Point-based annotation data
>> START

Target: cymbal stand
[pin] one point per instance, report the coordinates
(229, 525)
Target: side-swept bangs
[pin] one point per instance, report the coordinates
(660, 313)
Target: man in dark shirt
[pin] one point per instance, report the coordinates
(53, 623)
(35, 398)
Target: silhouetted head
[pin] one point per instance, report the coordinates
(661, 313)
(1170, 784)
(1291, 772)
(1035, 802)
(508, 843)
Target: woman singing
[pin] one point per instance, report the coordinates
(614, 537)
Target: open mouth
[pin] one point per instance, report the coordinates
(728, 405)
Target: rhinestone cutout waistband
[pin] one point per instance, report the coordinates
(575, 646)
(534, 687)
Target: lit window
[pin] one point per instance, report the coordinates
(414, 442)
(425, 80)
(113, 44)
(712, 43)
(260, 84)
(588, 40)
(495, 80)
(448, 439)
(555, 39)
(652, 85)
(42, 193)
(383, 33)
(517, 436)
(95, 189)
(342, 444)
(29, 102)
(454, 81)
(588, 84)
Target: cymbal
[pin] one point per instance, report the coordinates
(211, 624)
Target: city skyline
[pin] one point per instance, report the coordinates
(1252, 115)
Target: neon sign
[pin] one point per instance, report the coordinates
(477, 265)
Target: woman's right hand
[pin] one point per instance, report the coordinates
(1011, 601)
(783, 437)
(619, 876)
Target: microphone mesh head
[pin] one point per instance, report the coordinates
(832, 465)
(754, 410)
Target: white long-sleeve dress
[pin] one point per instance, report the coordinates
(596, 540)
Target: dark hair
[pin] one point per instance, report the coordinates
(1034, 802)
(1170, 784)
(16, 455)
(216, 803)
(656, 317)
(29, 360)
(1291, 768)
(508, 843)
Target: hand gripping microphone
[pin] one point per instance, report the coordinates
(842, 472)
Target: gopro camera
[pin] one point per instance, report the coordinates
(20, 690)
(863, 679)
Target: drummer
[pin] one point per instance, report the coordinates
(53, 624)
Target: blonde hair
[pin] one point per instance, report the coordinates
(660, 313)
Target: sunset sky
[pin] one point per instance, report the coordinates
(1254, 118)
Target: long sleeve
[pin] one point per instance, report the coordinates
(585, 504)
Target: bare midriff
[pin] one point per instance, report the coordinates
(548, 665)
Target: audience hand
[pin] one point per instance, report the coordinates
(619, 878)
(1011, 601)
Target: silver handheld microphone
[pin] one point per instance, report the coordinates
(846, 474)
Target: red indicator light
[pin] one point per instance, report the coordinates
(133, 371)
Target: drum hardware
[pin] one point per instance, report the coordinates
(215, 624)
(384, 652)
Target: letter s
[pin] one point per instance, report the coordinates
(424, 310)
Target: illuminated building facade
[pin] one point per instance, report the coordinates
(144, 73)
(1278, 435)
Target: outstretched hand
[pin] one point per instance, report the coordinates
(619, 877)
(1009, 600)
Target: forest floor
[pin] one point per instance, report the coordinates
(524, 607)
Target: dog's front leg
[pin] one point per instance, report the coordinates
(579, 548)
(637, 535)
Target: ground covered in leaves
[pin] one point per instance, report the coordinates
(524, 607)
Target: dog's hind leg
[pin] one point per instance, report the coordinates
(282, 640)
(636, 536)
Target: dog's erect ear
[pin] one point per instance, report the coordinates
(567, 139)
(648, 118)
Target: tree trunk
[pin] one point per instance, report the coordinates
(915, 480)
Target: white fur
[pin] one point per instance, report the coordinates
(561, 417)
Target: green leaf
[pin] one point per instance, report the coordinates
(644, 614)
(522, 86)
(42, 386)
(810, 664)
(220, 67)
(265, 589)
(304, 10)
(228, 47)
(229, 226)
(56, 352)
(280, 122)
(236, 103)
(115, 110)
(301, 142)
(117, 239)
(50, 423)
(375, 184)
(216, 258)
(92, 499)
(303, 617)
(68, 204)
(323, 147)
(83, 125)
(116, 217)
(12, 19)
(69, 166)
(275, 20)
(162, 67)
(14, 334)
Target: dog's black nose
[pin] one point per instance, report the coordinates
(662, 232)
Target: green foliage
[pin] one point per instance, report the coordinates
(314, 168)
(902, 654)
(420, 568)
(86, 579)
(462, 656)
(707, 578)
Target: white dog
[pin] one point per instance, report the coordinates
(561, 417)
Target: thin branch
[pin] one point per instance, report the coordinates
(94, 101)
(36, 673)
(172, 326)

>> END

Problem to solve: Type out the whole listing above again, exactly as it stands.

Reply:
Target: cymbal stand
[pin] one point per instance, report the coordinates
(229, 525)
Target: side-swept bangs
[pin] one point per instance, report the coordinates
(660, 313)
Target: man in dark shirt
[pin] one point per instance, report the coordinates
(53, 623)
(35, 398)
Target: silhouetted head
[pin] one point per instance, report the coordinates
(661, 313)
(1170, 784)
(1291, 772)
(1035, 802)
(508, 843)
Target: woman singing
[pin] one point per instance, report the coordinates
(614, 537)
Target: open mouth
[pin] one point per instance, report the coordinates
(728, 405)
Target: rhinestone cutout waistband
[pin] one point per instance, report the coordinates
(575, 646)
(534, 687)
Target: lit window
[pin] one point per instance, report the coordinates
(414, 442)
(425, 80)
(113, 44)
(712, 43)
(260, 84)
(588, 40)
(495, 80)
(448, 439)
(555, 39)
(652, 85)
(42, 193)
(383, 33)
(517, 436)
(95, 189)
(342, 444)
(29, 102)
(454, 81)
(588, 84)
Target: cymbal
[pin] one point per instance, report the coordinates
(211, 624)
Target: city skyline
[pin] one point per instance, report the coordinates
(1252, 115)
Target: neon sign
[pin] one point per instance, report the coordinates
(477, 265)
Target: woman's right hand
[pin] one point per instance, report the coordinates
(1011, 601)
(783, 437)
(619, 876)
Target: microphone mesh head
[pin] one point per instance, report the coordinates
(832, 465)
(754, 410)
Target: white long-sleeve dress
[pin] one point per instance, report the coordinates
(596, 540)
Target: dark hair
[pin] one point per instance, report the coordinates
(1034, 802)
(1170, 784)
(16, 455)
(216, 803)
(656, 317)
(29, 360)
(1291, 768)
(508, 843)
Target: hand gripping microphone
[pin] one point per instance, report the coordinates
(842, 472)
Target: gopro camera
[pin] one point per instance, report the coordinates
(20, 690)
(863, 679)
Target: drummer
[pin] one point per instance, report the coordinates
(53, 624)
Target: blonde hair
[pin] one point per instance, report the coordinates
(660, 313)
Target: sunset sky
[pin] one point per instance, report the coordinates
(1254, 118)
Target: long sleeve
[pin] one point per instance, report the coordinates
(585, 504)
Target: bare midriff
[pin] one point per instance, report the coordinates
(548, 665)
Target: audience hand
[pin] one point per instance, report the coordinates
(619, 878)
(1011, 601)
Target: silver handheld microphone
[pin] one point per instance, report the coordinates
(846, 474)
Target: red indicator light
[pin] one point per instance, report the coordinates
(133, 371)
Target: drum hardware
[pin] one point per instance, report the coordinates
(215, 624)
(384, 652)
Target: letter s
[pin] one point per instance, report the coordinates
(424, 310)
Target: illuminated building facade
[pin] one point per instance, report the coordinates
(144, 73)
(1278, 435)
Target: outstretched hand
[pin] one point per instance, report the coordinates
(619, 877)
(1009, 600)
Target: forest floor
[pin] one point per instance, report the coordinates
(524, 607)
Target: dog's front leg
[pin] one point per instance, report the coordinates
(579, 548)
(637, 535)
Target: ground covered in leaves
[pin] one point per instance, report the coordinates
(524, 607)
Target: dog's hind leg
[pin] one point per instance, report the coordinates
(282, 640)
(636, 536)
Target: dog's erect ear
[pin] one point per instance, report the coordinates
(567, 139)
(648, 118)
Target: tree trunk
[pin] one point per instance, report the coordinates
(915, 480)
Target: white fur
[pin] one point per instance, report the coordinates
(561, 417)
Target: green leaf
[pin] one point per instance, report the coordinates
(644, 614)
(522, 86)
(42, 386)
(810, 664)
(220, 67)
(265, 589)
(304, 10)
(228, 47)
(229, 226)
(56, 352)
(280, 122)
(236, 103)
(115, 110)
(301, 142)
(117, 239)
(50, 423)
(375, 184)
(216, 258)
(92, 499)
(303, 617)
(68, 204)
(323, 147)
(83, 125)
(116, 217)
(12, 19)
(69, 166)
(275, 20)
(162, 67)
(14, 334)
Target: dog's black nose
[pin] one point per instance, report the coordinates
(662, 232)
Target: green foliage
[pin] one point per instance, report the coordinates
(314, 168)
(902, 654)
(420, 568)
(86, 579)
(462, 656)
(707, 578)
Target: white dog
[pin] one point per instance, report the coordinates
(561, 417)
Target: thin branch
[pin] one point per instance, report the coordinates
(94, 101)
(36, 673)
(172, 326)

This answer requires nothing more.